__YOUR INSTRUCTIONS__
Can the lines below, from the one that holds "bucket hat and record integer pixel coordinates." to the very end, be echoed exactly, with both ends included and no pictures?

__Rows from a pointing dataset__

>> Begin

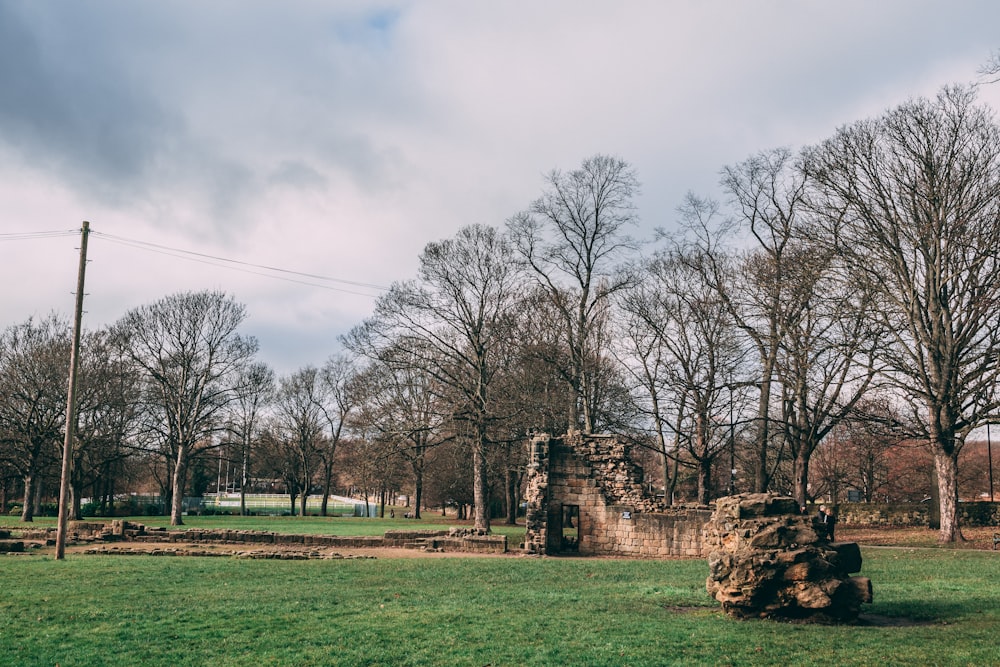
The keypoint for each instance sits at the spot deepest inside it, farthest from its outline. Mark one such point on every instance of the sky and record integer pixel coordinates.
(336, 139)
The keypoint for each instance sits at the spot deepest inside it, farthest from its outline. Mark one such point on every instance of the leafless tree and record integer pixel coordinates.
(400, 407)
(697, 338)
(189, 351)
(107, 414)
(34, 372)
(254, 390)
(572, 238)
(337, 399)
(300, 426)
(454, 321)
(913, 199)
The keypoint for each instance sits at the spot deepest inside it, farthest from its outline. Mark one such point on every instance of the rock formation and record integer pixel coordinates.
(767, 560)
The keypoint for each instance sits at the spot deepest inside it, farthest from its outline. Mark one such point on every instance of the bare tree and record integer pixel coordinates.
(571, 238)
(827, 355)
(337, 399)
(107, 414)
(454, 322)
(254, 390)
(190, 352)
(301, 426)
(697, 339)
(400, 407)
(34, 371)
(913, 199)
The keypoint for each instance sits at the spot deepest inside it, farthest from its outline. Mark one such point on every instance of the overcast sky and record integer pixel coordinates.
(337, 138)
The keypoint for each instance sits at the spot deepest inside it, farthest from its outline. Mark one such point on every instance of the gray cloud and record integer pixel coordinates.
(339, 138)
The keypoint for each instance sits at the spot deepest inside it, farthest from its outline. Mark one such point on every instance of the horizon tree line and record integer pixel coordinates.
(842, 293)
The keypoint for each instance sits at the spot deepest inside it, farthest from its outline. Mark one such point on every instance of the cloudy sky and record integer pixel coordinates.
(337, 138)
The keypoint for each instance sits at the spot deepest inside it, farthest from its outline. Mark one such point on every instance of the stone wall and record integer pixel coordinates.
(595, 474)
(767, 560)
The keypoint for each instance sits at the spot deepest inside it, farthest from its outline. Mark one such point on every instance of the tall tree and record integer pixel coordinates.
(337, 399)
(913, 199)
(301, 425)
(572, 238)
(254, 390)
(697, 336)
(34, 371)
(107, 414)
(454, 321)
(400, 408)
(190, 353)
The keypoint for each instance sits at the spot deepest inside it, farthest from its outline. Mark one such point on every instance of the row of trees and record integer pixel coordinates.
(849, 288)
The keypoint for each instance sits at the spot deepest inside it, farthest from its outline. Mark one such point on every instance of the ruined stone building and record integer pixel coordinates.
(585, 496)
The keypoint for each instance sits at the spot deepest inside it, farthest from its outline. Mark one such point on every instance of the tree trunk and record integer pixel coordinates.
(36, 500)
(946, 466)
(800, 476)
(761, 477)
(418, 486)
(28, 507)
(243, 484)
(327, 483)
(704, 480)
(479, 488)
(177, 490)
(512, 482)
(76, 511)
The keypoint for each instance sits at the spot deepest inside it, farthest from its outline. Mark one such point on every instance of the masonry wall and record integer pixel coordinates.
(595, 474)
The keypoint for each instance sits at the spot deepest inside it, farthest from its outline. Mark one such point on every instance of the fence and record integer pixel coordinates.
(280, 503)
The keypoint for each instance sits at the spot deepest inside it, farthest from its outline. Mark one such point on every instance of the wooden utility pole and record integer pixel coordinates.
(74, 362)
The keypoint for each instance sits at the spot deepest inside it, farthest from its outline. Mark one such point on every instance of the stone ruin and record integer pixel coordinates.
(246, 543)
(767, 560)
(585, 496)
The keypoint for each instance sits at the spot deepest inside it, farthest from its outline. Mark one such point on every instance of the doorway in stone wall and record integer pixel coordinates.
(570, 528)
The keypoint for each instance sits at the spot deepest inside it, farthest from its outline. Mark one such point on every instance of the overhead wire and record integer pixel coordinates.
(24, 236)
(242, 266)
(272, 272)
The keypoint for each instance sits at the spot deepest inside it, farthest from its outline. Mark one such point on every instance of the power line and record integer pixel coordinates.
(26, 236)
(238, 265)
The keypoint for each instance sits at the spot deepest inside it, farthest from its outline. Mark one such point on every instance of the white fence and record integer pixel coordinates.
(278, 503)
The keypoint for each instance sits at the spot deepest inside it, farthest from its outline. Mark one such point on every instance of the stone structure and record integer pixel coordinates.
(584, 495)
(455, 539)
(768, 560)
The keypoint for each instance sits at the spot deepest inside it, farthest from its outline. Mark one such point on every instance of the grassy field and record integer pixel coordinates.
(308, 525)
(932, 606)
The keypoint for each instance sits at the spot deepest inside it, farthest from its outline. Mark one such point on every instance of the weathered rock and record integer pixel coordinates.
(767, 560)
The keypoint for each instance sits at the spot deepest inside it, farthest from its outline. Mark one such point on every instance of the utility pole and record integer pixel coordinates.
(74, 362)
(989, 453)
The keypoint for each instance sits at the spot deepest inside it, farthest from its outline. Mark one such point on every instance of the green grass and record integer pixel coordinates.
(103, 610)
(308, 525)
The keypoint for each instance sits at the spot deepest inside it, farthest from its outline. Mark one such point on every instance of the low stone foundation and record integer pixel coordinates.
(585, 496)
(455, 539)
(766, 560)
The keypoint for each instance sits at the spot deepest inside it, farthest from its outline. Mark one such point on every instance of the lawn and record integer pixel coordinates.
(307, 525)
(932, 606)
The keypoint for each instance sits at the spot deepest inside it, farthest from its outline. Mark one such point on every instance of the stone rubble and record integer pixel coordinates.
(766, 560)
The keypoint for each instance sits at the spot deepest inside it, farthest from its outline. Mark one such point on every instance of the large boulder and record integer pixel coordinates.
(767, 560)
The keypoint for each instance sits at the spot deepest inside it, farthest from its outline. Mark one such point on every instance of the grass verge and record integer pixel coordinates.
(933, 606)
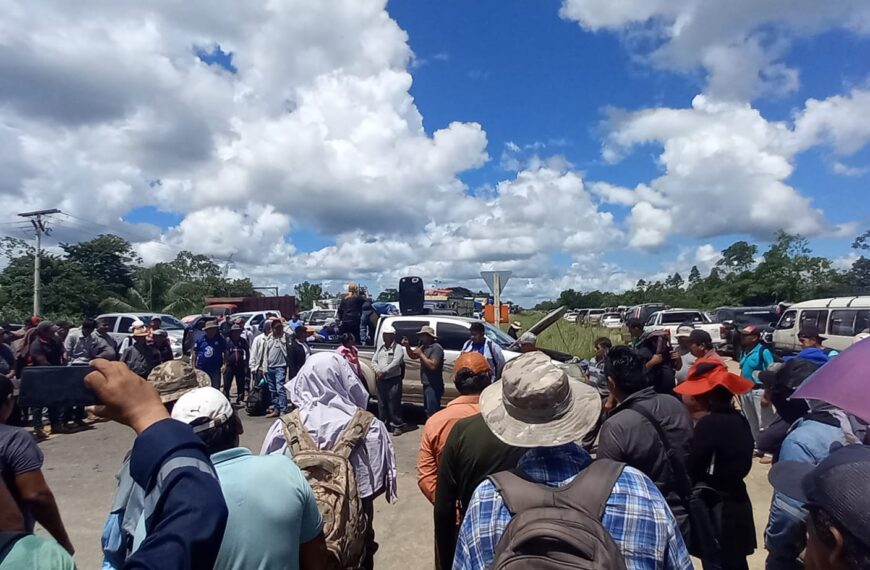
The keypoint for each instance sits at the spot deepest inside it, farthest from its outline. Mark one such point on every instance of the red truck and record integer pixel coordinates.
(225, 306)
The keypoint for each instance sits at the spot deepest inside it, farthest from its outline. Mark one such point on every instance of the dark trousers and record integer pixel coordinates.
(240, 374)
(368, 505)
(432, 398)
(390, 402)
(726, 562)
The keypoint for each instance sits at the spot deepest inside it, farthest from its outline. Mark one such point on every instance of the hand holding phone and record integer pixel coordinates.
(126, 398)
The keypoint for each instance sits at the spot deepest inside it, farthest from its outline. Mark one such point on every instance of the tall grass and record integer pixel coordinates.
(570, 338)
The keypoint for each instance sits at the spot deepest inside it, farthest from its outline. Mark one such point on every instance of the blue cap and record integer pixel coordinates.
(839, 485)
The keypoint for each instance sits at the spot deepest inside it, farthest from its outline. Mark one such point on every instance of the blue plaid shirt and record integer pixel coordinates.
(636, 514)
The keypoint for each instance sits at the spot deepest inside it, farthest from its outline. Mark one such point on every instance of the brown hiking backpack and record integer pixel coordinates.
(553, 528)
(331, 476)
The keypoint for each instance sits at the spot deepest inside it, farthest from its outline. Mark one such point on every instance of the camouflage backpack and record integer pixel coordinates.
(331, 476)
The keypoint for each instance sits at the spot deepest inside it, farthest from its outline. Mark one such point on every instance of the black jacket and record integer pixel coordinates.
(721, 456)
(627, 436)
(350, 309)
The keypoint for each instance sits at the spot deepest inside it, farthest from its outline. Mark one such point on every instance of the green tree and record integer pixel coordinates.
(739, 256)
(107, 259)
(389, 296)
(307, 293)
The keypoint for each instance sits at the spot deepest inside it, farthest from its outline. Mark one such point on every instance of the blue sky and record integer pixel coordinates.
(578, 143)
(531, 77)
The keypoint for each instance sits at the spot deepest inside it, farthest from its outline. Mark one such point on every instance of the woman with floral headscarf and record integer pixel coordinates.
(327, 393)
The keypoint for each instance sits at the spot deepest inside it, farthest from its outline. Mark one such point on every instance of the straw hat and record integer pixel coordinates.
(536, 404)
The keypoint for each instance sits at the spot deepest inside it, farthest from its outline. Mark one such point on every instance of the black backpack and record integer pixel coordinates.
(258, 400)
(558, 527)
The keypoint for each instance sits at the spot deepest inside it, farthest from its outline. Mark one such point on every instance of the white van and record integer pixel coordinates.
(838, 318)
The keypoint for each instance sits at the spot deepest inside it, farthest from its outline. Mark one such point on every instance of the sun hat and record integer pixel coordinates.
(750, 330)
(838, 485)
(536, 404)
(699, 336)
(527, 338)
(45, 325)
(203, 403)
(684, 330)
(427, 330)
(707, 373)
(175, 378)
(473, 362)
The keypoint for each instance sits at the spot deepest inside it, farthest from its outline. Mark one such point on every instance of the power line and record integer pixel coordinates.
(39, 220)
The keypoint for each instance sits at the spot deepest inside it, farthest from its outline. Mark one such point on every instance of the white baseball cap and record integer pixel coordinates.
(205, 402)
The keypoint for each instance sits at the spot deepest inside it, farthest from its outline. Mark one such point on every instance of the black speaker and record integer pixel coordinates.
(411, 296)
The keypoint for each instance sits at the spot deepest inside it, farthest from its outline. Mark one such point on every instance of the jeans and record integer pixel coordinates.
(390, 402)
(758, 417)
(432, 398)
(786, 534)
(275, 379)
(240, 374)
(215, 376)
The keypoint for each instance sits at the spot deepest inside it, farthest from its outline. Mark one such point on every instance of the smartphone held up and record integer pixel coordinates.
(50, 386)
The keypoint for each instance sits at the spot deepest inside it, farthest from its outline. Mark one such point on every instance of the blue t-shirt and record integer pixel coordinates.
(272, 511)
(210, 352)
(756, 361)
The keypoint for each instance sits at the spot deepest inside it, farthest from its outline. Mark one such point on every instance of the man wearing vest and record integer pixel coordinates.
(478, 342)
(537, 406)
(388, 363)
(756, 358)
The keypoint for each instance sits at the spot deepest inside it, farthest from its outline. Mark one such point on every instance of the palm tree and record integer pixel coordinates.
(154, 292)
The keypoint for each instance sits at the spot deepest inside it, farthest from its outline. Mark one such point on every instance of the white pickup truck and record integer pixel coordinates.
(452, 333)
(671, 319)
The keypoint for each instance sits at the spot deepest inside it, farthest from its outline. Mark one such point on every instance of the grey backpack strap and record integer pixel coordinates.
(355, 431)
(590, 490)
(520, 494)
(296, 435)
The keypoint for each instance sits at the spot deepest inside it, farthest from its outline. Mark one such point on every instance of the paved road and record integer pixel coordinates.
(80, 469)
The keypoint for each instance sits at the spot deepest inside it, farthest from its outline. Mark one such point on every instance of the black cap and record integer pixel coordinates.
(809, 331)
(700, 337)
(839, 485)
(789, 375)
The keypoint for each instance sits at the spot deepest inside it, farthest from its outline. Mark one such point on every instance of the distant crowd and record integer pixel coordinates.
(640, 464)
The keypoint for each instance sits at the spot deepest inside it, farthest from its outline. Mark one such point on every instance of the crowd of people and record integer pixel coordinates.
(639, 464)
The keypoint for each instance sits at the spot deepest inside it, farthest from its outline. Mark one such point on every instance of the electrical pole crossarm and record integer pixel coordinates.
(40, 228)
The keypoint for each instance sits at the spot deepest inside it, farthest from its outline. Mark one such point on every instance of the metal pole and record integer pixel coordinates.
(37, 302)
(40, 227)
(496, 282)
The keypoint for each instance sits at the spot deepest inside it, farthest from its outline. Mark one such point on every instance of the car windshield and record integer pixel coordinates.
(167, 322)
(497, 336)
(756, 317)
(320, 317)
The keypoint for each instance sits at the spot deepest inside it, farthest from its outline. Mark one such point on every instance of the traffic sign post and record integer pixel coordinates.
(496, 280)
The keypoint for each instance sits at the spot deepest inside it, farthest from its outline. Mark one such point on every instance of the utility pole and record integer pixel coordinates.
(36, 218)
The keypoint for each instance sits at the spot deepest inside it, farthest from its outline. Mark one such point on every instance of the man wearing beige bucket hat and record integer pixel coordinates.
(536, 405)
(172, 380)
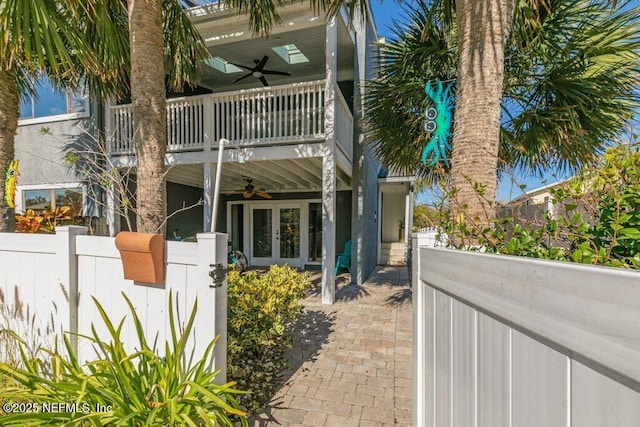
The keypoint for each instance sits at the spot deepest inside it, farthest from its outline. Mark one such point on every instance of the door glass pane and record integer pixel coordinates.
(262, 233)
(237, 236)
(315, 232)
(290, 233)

>> End

__EXERCISE RESULT__
The keypoint for each instance sits at the spot deepest inside it, farthest from its outline. Mark one such point on every instance of the man wearing beige bucket hat and record integer pixel coordinates.
(536, 405)
(172, 380)
The keypoint for each instance sits at the spot deepest inside it, farthest from its outline. Mark one such point on every instance of the door glass pane and record integer pixel coordinates.
(262, 233)
(237, 236)
(315, 232)
(290, 233)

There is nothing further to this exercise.